• **TASK DIRECTIONS**
Please give the lines of data again, starting with the line that contains "ROI: white orchid flower" and going on through the line that contains "top-left (0, 265), bottom-right (367, 460)", with "carpet" swapped for "rug" and all else unchanged.

• **STORED ROWS**
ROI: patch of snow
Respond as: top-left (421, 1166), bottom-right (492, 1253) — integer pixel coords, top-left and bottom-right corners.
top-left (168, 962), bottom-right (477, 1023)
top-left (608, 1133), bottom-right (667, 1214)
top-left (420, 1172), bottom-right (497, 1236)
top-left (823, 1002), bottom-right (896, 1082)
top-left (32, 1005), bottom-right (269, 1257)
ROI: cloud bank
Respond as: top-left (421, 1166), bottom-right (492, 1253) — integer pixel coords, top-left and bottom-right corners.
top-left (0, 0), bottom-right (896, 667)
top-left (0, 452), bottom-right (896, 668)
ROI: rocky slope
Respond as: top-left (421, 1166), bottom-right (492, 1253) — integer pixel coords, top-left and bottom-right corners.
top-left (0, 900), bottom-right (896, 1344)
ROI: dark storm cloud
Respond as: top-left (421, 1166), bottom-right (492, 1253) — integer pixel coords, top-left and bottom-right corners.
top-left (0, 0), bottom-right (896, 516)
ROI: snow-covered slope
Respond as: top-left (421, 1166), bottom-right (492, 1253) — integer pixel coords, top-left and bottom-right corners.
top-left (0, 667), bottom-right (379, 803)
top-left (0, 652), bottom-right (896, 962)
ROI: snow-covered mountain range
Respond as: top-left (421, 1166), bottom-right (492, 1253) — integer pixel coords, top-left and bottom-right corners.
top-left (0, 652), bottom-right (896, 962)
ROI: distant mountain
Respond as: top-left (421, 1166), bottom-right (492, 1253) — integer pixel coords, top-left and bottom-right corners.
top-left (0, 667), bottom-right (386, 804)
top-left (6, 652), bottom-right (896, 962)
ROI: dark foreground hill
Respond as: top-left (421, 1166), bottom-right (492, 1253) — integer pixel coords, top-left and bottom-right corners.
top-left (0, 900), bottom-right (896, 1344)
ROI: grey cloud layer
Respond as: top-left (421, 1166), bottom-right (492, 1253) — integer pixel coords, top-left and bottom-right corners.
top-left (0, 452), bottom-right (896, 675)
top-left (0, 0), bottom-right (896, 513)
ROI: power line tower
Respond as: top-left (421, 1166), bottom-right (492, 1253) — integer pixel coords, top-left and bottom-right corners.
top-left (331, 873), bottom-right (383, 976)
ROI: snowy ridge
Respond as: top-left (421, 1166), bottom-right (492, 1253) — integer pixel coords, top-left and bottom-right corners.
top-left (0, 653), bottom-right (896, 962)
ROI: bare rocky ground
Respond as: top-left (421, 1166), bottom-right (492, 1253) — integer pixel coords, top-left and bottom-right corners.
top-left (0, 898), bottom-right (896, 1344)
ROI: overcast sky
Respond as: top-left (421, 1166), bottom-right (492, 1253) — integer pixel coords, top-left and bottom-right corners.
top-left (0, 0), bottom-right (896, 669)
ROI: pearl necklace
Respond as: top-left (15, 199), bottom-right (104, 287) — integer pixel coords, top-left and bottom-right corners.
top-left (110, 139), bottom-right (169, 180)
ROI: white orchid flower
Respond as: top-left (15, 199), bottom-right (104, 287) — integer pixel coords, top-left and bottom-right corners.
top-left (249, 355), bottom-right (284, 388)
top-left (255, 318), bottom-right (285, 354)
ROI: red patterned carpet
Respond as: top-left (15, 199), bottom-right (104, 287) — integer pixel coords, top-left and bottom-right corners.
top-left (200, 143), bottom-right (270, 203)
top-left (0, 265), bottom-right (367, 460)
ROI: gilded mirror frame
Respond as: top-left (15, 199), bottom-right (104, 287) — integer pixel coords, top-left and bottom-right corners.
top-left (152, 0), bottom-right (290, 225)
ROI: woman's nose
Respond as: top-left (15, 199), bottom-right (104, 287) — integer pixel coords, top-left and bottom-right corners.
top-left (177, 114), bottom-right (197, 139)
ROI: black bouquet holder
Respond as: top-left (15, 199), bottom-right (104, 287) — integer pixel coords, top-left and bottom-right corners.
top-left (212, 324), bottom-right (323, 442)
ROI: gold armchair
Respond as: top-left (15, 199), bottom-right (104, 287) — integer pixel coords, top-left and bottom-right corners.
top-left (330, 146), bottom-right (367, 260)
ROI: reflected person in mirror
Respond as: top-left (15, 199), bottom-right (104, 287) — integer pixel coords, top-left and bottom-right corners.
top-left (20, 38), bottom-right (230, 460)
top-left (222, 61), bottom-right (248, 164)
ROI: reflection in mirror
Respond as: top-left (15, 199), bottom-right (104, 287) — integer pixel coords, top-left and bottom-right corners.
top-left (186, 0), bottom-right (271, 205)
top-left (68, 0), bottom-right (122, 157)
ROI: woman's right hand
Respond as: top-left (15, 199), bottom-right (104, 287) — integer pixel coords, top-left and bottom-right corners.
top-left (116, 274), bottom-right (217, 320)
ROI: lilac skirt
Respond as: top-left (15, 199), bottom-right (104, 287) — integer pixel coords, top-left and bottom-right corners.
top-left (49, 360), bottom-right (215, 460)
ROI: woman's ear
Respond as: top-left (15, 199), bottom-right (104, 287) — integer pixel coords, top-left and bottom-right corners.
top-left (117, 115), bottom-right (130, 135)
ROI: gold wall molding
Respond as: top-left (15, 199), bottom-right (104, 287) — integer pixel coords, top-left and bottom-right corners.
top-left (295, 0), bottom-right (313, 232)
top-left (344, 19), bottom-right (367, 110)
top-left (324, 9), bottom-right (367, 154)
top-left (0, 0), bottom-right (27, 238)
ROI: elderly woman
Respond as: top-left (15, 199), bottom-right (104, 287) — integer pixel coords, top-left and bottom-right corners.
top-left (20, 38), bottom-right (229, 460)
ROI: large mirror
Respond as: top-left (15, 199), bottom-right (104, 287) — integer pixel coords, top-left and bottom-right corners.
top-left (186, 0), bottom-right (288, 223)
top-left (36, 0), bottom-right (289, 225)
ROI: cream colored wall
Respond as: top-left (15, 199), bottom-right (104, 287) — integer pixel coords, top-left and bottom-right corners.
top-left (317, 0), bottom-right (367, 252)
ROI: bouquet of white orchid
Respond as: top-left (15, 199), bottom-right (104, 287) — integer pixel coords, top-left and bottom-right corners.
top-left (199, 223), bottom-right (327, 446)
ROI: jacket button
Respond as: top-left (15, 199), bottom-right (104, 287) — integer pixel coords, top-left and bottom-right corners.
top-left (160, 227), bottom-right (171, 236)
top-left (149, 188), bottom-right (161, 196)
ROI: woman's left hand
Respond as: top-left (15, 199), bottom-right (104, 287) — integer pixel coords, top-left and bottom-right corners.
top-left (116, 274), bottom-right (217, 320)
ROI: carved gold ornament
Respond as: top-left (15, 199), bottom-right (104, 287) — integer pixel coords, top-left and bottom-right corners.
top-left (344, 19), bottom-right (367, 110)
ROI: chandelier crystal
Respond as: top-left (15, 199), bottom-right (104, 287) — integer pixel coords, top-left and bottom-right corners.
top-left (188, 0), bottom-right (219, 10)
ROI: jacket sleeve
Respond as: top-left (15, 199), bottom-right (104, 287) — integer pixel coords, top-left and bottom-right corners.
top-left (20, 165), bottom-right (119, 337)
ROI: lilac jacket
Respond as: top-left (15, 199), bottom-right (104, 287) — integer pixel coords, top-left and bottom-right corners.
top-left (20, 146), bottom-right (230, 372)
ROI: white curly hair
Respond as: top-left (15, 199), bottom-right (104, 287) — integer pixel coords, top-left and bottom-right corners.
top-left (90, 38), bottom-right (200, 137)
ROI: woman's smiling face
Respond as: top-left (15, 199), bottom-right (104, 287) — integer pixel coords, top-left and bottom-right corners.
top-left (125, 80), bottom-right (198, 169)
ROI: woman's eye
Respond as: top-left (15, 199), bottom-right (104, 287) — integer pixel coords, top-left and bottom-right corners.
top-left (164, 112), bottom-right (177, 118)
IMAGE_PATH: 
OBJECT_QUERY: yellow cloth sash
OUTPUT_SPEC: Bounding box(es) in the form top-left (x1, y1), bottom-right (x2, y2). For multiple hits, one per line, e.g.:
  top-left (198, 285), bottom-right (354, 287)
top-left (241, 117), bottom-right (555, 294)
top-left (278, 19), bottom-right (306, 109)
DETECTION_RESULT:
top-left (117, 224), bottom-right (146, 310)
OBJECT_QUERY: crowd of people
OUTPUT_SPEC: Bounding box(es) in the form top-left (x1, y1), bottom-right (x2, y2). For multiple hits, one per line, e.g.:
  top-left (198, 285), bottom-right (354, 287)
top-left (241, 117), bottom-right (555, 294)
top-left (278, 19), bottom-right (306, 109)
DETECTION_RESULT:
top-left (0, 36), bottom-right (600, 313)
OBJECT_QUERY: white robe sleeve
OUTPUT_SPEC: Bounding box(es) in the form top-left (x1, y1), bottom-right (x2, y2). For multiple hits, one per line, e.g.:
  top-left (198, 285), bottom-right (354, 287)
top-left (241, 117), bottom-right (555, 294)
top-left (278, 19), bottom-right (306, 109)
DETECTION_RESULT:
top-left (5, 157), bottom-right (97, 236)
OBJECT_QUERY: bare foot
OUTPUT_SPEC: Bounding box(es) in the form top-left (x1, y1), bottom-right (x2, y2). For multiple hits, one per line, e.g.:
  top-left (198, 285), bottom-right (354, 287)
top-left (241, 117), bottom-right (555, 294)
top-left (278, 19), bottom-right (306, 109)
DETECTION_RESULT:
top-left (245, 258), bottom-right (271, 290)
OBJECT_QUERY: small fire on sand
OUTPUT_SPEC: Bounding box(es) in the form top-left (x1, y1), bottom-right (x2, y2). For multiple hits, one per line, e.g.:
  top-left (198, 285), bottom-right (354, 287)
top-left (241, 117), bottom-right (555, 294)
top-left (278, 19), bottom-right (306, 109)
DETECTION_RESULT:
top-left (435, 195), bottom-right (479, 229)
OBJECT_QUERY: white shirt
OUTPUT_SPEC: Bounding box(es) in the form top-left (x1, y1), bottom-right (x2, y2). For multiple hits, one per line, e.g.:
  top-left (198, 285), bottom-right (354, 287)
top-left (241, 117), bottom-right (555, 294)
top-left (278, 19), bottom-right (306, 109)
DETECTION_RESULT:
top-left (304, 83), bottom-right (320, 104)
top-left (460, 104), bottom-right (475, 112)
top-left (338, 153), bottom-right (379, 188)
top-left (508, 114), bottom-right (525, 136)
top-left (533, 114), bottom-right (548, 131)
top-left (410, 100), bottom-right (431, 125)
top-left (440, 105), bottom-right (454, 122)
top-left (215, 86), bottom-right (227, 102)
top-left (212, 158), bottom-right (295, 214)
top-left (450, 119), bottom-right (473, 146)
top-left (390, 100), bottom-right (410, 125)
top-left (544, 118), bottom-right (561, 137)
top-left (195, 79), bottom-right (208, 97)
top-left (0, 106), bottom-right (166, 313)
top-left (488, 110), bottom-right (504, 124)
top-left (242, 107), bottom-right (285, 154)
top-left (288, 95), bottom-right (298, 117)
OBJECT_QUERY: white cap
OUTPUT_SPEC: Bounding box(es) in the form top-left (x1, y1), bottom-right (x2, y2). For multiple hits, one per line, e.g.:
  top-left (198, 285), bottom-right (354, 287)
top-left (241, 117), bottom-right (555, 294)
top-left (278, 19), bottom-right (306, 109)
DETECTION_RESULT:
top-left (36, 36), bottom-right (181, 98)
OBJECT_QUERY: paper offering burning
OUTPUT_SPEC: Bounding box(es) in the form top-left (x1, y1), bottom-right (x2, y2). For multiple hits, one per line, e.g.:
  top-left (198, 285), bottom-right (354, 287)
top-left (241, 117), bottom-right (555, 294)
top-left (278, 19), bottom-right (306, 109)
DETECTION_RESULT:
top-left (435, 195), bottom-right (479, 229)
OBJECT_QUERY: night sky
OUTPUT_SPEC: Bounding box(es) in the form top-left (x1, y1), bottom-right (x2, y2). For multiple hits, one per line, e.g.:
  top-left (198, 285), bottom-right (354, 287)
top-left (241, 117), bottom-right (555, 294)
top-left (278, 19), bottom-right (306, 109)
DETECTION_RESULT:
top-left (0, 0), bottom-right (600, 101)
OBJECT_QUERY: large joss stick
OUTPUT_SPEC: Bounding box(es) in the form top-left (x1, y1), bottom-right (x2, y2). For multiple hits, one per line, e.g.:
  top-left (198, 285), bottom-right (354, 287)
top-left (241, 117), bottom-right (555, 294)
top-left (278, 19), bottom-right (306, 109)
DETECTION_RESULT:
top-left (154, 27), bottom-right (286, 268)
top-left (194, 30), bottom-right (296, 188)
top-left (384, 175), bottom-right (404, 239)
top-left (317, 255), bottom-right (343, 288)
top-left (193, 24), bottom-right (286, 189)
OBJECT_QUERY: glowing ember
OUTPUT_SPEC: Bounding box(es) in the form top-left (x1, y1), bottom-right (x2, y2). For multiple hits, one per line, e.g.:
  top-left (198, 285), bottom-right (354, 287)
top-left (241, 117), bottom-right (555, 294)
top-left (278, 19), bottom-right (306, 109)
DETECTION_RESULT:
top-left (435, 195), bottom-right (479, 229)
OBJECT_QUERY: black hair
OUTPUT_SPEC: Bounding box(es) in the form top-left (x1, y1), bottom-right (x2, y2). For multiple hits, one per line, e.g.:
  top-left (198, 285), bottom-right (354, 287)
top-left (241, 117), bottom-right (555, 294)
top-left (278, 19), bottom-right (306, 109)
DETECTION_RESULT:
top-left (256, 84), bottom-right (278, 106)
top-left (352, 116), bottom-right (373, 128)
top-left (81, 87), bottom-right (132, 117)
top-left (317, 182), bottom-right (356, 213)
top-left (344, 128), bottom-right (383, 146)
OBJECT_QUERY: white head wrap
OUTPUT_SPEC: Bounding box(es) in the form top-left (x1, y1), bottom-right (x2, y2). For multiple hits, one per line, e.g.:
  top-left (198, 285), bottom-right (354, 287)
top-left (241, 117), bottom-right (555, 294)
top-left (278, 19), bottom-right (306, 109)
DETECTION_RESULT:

• **CORRECT OUTPUT**
ROI: white orchid flower
Respond as: top-left (15, 199), bottom-right (104, 287) — integer pixel coords, top-left and bottom-right corners.
top-left (249, 355), bottom-right (284, 388)
top-left (255, 318), bottom-right (285, 354)
ROI: red patterned rug
Respond as: top-left (15, 199), bottom-right (104, 287) — integer pixel coords, top-left and bottom-right corners.
top-left (200, 143), bottom-right (270, 203)
top-left (0, 265), bottom-right (367, 460)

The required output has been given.